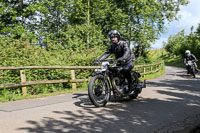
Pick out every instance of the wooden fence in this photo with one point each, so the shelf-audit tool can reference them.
(143, 69)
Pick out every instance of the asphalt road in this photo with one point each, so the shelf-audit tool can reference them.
(169, 104)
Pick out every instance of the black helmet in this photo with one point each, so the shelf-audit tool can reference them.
(114, 33)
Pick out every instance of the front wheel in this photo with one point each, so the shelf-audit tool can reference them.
(99, 91)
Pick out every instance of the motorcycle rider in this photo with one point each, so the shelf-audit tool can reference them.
(190, 57)
(123, 54)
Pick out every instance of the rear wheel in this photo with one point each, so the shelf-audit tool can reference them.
(98, 91)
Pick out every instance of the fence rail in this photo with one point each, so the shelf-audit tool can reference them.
(73, 80)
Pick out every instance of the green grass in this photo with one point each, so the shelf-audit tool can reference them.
(155, 55)
(14, 97)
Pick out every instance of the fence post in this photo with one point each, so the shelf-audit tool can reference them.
(73, 77)
(23, 79)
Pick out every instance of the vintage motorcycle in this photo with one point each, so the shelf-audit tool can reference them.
(108, 79)
(191, 68)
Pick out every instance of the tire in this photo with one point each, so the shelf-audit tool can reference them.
(99, 92)
(193, 72)
(133, 96)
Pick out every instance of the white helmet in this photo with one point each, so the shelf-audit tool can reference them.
(187, 52)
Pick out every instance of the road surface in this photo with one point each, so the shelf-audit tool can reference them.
(169, 104)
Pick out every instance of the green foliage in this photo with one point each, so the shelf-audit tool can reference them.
(71, 32)
(179, 43)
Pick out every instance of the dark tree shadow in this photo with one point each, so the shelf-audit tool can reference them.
(143, 115)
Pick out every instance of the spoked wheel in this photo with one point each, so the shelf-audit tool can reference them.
(98, 91)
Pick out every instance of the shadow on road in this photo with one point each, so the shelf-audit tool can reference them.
(144, 115)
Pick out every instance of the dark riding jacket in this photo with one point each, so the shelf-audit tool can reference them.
(189, 58)
(121, 51)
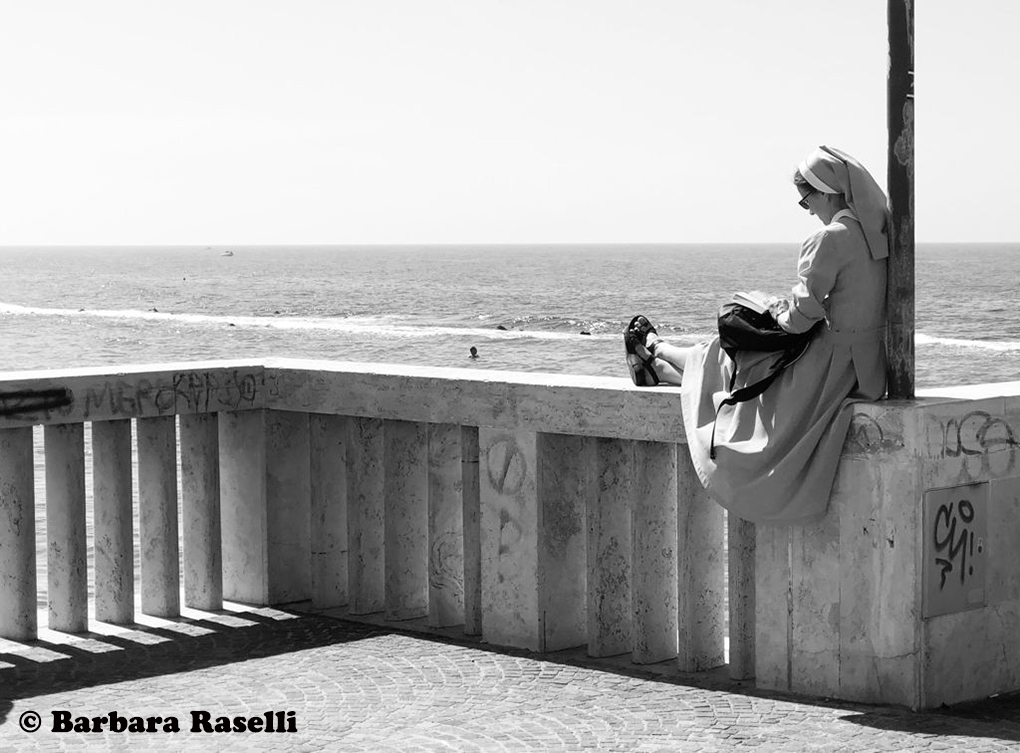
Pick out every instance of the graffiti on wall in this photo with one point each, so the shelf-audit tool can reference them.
(955, 548)
(506, 468)
(182, 392)
(981, 439)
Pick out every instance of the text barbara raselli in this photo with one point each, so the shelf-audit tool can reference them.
(200, 721)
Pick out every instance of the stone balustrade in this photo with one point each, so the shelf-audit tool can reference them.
(539, 511)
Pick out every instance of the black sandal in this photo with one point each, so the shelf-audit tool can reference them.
(640, 361)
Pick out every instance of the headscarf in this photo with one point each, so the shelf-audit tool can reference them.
(833, 171)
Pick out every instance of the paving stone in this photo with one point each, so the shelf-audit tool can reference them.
(360, 688)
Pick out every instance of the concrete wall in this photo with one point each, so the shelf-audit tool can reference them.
(546, 511)
(908, 592)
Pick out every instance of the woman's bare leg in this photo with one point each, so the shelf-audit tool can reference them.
(670, 360)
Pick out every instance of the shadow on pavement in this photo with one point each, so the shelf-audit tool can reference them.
(997, 717)
(89, 659)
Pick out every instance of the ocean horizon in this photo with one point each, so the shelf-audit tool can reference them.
(557, 308)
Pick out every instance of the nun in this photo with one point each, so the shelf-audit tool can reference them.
(775, 457)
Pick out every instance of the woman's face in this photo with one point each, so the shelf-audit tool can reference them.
(817, 204)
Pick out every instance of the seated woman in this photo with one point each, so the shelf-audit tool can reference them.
(775, 456)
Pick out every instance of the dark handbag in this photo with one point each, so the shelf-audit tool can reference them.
(743, 329)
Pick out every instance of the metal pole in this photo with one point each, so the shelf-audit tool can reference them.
(900, 296)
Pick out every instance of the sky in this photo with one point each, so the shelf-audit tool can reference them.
(485, 121)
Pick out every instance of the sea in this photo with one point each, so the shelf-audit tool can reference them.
(557, 308)
(554, 308)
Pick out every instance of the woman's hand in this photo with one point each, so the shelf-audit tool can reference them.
(777, 306)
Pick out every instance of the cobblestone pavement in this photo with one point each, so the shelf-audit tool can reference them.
(357, 688)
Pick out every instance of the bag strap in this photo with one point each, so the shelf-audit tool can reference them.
(746, 393)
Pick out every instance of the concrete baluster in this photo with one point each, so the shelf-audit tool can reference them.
(265, 511)
(472, 530)
(742, 598)
(328, 509)
(564, 484)
(773, 629)
(701, 571)
(446, 535)
(243, 506)
(508, 498)
(406, 495)
(113, 520)
(18, 619)
(814, 584)
(610, 617)
(65, 528)
(200, 498)
(365, 516)
(654, 567)
(157, 490)
(288, 495)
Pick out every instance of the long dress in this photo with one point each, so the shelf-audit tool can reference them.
(776, 455)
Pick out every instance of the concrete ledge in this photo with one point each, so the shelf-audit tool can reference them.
(593, 406)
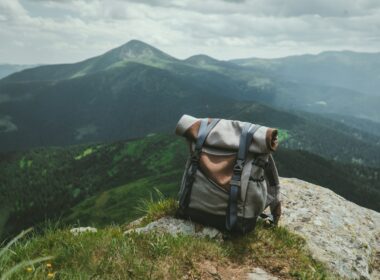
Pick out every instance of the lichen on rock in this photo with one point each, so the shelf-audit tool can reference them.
(339, 233)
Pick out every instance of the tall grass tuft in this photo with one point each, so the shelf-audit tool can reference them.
(4, 256)
(157, 206)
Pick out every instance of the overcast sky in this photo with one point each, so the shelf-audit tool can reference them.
(54, 31)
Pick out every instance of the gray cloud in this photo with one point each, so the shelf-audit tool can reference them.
(52, 31)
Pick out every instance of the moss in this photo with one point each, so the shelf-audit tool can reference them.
(111, 254)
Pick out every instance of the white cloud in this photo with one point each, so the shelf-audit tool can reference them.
(36, 31)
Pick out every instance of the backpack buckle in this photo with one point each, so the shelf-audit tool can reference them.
(195, 157)
(238, 167)
(260, 163)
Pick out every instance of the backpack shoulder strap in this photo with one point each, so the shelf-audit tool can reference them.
(204, 131)
(271, 175)
(245, 140)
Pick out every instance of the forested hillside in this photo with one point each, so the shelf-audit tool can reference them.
(102, 183)
(136, 89)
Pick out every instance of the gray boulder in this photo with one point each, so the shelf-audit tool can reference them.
(339, 233)
(175, 227)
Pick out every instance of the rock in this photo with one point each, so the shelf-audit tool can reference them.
(176, 226)
(79, 230)
(260, 274)
(339, 233)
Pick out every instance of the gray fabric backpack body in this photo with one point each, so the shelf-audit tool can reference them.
(230, 176)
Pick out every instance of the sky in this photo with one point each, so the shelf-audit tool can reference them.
(64, 31)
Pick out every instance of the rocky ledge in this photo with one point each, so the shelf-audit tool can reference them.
(339, 233)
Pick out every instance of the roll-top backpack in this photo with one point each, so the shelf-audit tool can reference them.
(230, 176)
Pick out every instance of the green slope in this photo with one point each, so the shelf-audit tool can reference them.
(135, 90)
(103, 183)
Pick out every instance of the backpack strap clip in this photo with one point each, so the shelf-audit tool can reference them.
(203, 132)
(245, 141)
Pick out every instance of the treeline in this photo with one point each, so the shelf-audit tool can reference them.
(46, 183)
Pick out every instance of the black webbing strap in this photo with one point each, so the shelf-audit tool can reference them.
(204, 131)
(245, 140)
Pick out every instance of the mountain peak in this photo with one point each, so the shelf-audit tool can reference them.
(201, 59)
(135, 49)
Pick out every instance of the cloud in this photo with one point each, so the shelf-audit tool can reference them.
(52, 31)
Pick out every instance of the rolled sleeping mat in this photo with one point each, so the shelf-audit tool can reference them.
(226, 135)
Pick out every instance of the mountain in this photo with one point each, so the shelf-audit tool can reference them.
(102, 183)
(323, 234)
(135, 90)
(7, 69)
(343, 69)
(133, 51)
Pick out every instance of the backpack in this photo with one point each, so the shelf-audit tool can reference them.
(230, 176)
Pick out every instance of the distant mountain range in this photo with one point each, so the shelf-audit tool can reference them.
(7, 69)
(100, 184)
(136, 89)
(325, 106)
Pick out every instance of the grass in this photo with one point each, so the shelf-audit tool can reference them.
(109, 254)
(6, 252)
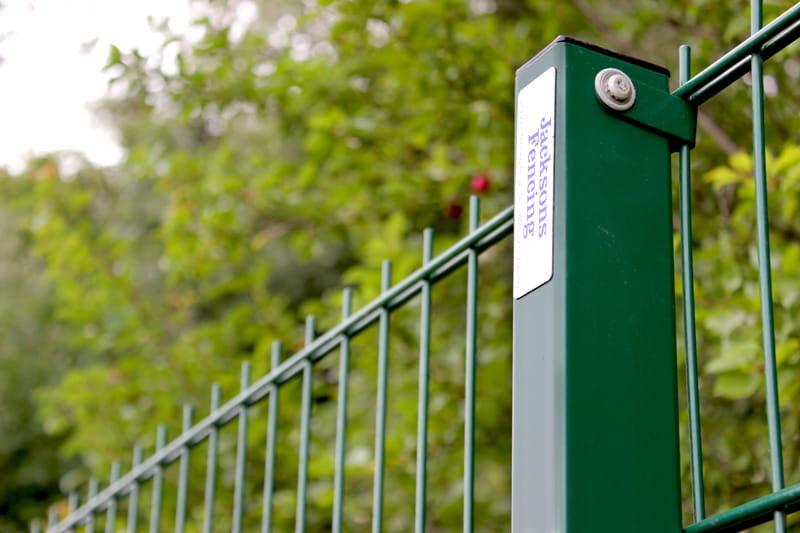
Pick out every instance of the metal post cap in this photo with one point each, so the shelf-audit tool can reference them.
(615, 89)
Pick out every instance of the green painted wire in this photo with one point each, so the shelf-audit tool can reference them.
(690, 339)
(423, 389)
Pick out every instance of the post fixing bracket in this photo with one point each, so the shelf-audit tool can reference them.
(647, 106)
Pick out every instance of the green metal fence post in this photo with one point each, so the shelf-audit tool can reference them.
(595, 440)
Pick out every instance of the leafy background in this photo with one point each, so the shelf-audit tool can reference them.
(268, 166)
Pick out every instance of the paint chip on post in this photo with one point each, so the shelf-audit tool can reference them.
(533, 184)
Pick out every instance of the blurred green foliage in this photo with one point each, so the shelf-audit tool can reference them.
(271, 163)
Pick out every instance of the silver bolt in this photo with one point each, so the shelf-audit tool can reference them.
(615, 89)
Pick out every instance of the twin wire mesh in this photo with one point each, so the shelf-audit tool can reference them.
(748, 56)
(142, 493)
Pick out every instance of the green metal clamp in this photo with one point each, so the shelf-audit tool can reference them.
(645, 105)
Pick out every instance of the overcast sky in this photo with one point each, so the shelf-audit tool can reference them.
(50, 74)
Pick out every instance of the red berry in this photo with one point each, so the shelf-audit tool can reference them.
(479, 182)
(454, 211)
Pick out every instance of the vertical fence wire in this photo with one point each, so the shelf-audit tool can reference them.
(158, 483)
(423, 389)
(241, 455)
(305, 433)
(272, 434)
(94, 487)
(111, 512)
(341, 417)
(183, 474)
(380, 406)
(133, 497)
(469, 377)
(764, 267)
(211, 465)
(72, 505)
(690, 337)
(52, 517)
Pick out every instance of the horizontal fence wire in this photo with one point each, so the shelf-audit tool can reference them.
(748, 56)
(152, 469)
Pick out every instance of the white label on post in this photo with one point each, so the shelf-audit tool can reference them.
(533, 184)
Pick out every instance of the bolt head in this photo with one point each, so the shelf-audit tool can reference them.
(618, 88)
(615, 89)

Directions for this task | Copy out exactly, and only, the lines from the one that contains "Pick out every instance of the bolt" through the last line of the material above.

Solved exercise |
Pick out every instance of the bolt head in this photo with one point each, so the shelf-audit tool can reference them.
(618, 88)
(615, 89)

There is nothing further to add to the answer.